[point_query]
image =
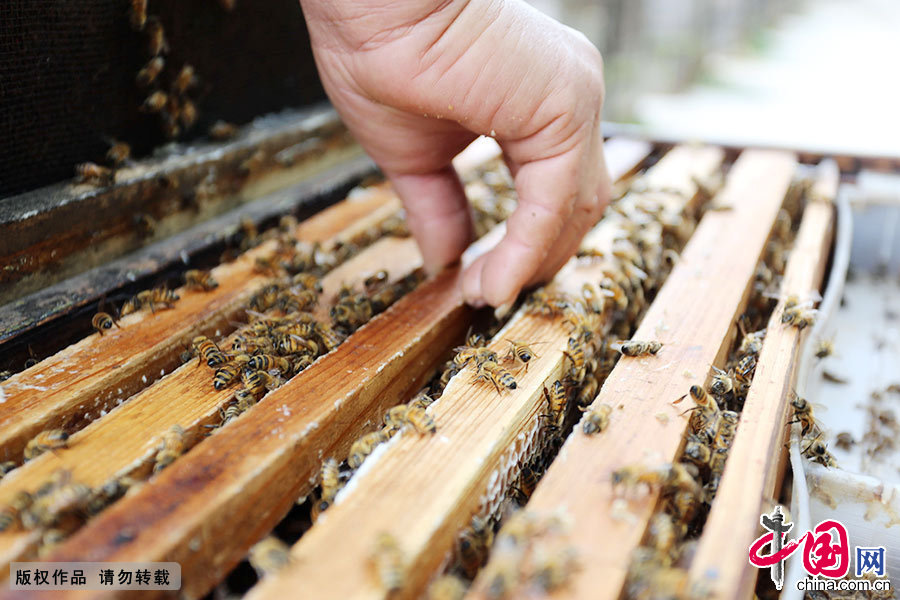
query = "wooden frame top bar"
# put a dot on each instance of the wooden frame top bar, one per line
(71, 388)
(720, 564)
(211, 505)
(692, 316)
(423, 489)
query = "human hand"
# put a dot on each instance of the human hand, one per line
(417, 80)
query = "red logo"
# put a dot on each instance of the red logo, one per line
(826, 549)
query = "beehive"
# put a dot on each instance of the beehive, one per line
(675, 260)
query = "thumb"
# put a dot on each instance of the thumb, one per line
(437, 213)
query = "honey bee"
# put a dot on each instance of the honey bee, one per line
(447, 587)
(295, 344)
(155, 102)
(266, 362)
(195, 279)
(697, 451)
(496, 375)
(798, 314)
(477, 354)
(751, 343)
(557, 399)
(844, 441)
(683, 505)
(257, 382)
(420, 420)
(422, 400)
(12, 512)
(728, 422)
(527, 482)
(543, 302)
(50, 539)
(375, 281)
(7, 466)
(118, 154)
(187, 115)
(803, 414)
(818, 452)
(158, 297)
(185, 80)
(50, 439)
(329, 336)
(170, 126)
(94, 174)
(576, 355)
(307, 281)
(638, 348)
(138, 14)
(102, 321)
(722, 382)
(363, 447)
(221, 130)
(330, 480)
(587, 393)
(170, 448)
(387, 559)
(706, 416)
(156, 37)
(269, 556)
(799, 317)
(150, 71)
(592, 300)
(551, 570)
(225, 375)
(207, 350)
(743, 372)
(474, 544)
(64, 498)
(597, 420)
(144, 224)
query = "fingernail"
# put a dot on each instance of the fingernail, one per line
(502, 310)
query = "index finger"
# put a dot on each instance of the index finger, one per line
(547, 189)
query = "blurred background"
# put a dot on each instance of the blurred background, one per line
(806, 74)
(817, 74)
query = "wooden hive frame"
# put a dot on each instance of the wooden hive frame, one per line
(313, 416)
(212, 504)
(479, 435)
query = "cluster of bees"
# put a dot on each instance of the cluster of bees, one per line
(59, 505)
(158, 298)
(647, 234)
(173, 103)
(659, 568)
(529, 553)
(174, 106)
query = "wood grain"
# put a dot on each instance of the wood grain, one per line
(692, 316)
(70, 389)
(422, 490)
(125, 441)
(720, 565)
(209, 507)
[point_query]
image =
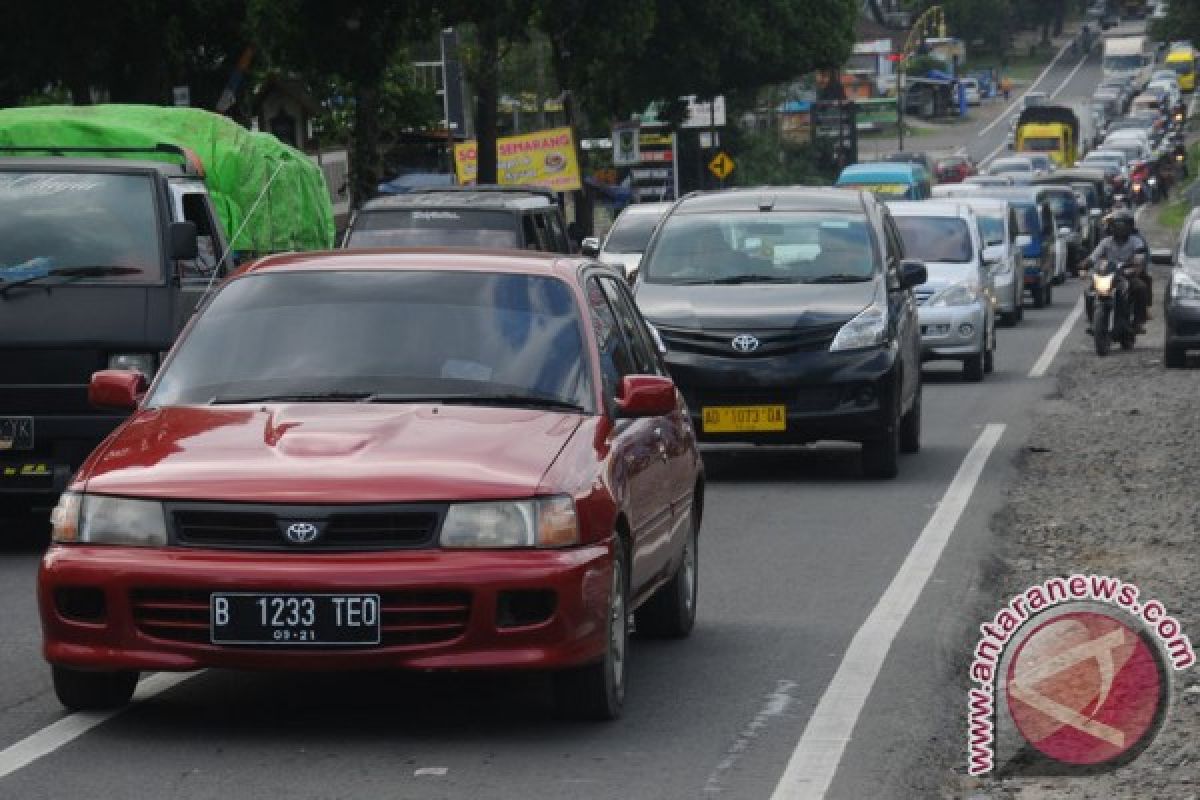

━━━━

## Goal of the exercise
How many lines in the records above contain the string "blurred"? Reply with the number alone.

## Result for this task
2